Instructions for the task -
Each entry below must be written out exactly, with pictures left out.

Information -
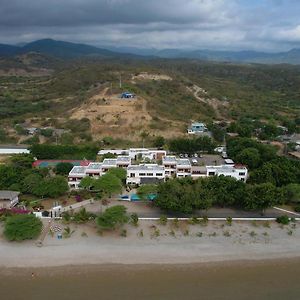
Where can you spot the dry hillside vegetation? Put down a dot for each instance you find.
(126, 118)
(147, 76)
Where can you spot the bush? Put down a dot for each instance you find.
(22, 227)
(163, 220)
(63, 168)
(297, 208)
(284, 220)
(113, 217)
(134, 219)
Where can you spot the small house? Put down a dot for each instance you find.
(197, 128)
(9, 199)
(127, 95)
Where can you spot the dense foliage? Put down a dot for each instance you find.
(186, 145)
(186, 195)
(22, 227)
(108, 184)
(63, 151)
(112, 218)
(19, 175)
(63, 168)
(265, 165)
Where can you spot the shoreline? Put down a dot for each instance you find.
(218, 243)
(90, 269)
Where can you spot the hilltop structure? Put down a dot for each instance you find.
(151, 173)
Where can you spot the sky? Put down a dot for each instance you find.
(262, 25)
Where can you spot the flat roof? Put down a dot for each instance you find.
(78, 170)
(8, 195)
(94, 166)
(170, 159)
(183, 162)
(295, 154)
(123, 159)
(227, 168)
(109, 162)
(146, 167)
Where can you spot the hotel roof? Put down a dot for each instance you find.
(78, 170)
(146, 167)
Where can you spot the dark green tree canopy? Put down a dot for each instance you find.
(63, 168)
(112, 218)
(22, 227)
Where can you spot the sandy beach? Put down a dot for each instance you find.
(158, 244)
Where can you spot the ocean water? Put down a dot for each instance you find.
(243, 280)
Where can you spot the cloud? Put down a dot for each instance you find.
(215, 24)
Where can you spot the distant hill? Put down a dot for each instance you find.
(58, 49)
(8, 50)
(289, 57)
(67, 50)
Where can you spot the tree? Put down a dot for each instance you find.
(31, 184)
(48, 132)
(262, 196)
(9, 175)
(108, 184)
(249, 157)
(23, 161)
(112, 218)
(176, 195)
(159, 142)
(56, 186)
(144, 190)
(87, 183)
(22, 227)
(63, 168)
(119, 173)
(293, 192)
(144, 134)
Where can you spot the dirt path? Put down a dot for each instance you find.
(213, 102)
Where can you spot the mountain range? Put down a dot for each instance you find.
(68, 50)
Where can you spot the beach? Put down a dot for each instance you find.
(158, 244)
(247, 260)
(270, 279)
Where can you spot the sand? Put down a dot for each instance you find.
(159, 245)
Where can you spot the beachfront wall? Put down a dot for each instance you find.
(145, 174)
(236, 171)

Exercise output -
Where can you spot the dry hillside vegetation? Put down a dot for each instance you find.
(126, 118)
(147, 76)
Where can you spot the bush? Put down a dot for each instance you find.
(22, 227)
(163, 220)
(63, 168)
(297, 208)
(284, 220)
(113, 217)
(134, 219)
Where can you spot the small house? Put down a dot for each instance you find.
(197, 128)
(9, 199)
(127, 95)
Where can you spot the dense foliage? Put down a dot for each instance you find.
(186, 145)
(186, 195)
(22, 227)
(108, 184)
(63, 151)
(112, 218)
(19, 175)
(63, 168)
(265, 165)
Where can you spot the shoreline? Put down a dot for each instance you find.
(218, 243)
(90, 269)
Where can you spot the hilltop structure? Put down a dot for each instance you find.
(151, 173)
Where can you spot the sky? Put down a dot for each instance you find.
(262, 25)
Where can you spot the flat roof? Put down a dot for each instance you find.
(78, 170)
(8, 195)
(94, 166)
(170, 159)
(183, 162)
(295, 154)
(123, 159)
(227, 168)
(109, 162)
(146, 167)
Where can you spot the hotel roof? Put down a dot for each instance you find.
(78, 170)
(146, 167)
Where can you spot the dark green tree canopy? Put down a dot for each instance you find.
(63, 168)
(112, 218)
(22, 227)
Where can you spot the sandy beach? Put down a dot for each instance you find.
(158, 244)
Where can you spot the ocean water? Put down a dot for each instance you find.
(243, 280)
Where can you spot the cloud? Put down a dot for each instance you find.
(215, 24)
Where can you spot the distant hill? Put down a dot for each instance you find.
(58, 49)
(8, 50)
(289, 57)
(67, 50)
Where can you spot the tree? Put down a dot for each instance you find.
(31, 184)
(48, 132)
(262, 196)
(9, 175)
(108, 184)
(249, 157)
(23, 161)
(112, 218)
(176, 195)
(159, 142)
(56, 186)
(144, 190)
(87, 183)
(22, 227)
(63, 168)
(119, 173)
(293, 192)
(144, 134)
Where can you spot the dirt path? Put down a dot for each instance you find.
(213, 102)
Where can you spot the mountain range? Put down a dot for each instance you find.
(68, 50)
Where can you spot the beach? Put down a dot for each instance you find.
(158, 244)
(247, 260)
(270, 279)
Where can you spot the sand? Put down a dot for each instance you find.
(159, 245)
Where can you spot the beachfront wall? Put down a dot for each instance you find.
(145, 174)
(236, 171)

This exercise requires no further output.